TASK INSTRUCTIONS — In the entries below, the word "dune" appears on some lines. Copy each of those lines.

INFORMATION SHOWN —
+ + + + + + +

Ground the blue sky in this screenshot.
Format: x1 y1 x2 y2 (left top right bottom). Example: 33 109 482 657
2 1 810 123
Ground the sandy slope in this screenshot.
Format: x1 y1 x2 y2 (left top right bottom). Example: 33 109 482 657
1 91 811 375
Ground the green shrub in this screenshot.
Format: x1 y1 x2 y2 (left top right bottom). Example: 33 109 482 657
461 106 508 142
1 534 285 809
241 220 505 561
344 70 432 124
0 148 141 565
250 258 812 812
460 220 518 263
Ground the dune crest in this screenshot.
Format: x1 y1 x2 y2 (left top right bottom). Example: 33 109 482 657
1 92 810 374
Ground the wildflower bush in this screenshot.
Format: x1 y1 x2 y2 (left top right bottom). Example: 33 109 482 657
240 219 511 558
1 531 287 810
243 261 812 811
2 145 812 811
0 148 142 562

+ + + + + + +

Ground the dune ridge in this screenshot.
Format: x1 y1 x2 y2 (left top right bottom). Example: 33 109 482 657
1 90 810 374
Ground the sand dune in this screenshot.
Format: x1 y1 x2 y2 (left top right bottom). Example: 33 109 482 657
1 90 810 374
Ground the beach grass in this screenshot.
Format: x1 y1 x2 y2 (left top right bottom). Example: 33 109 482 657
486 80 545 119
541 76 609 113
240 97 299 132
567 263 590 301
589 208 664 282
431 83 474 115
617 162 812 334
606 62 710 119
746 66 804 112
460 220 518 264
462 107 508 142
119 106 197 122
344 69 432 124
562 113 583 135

+ + + + + + +

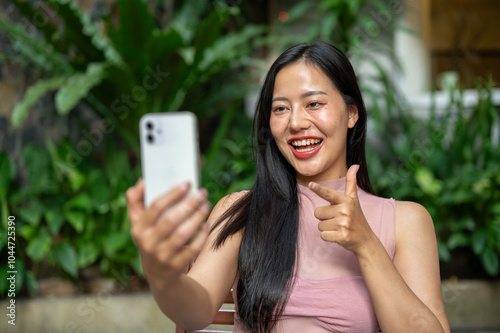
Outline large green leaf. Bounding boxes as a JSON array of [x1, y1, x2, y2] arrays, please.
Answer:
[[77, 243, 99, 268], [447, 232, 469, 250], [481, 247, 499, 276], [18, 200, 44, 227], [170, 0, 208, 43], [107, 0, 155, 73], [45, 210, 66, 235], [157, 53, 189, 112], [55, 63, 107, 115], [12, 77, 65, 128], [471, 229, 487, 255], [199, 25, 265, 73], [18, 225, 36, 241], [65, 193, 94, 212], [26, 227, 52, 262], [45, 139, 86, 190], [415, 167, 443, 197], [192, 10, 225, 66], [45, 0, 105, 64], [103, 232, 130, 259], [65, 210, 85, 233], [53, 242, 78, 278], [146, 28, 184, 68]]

+ + + + + + +

EXPECTED ANSWER —
Ground the dune crest in this screenshot.
Ground the dune ridge in this screenshot.
Ground the sand dune in this screenshot.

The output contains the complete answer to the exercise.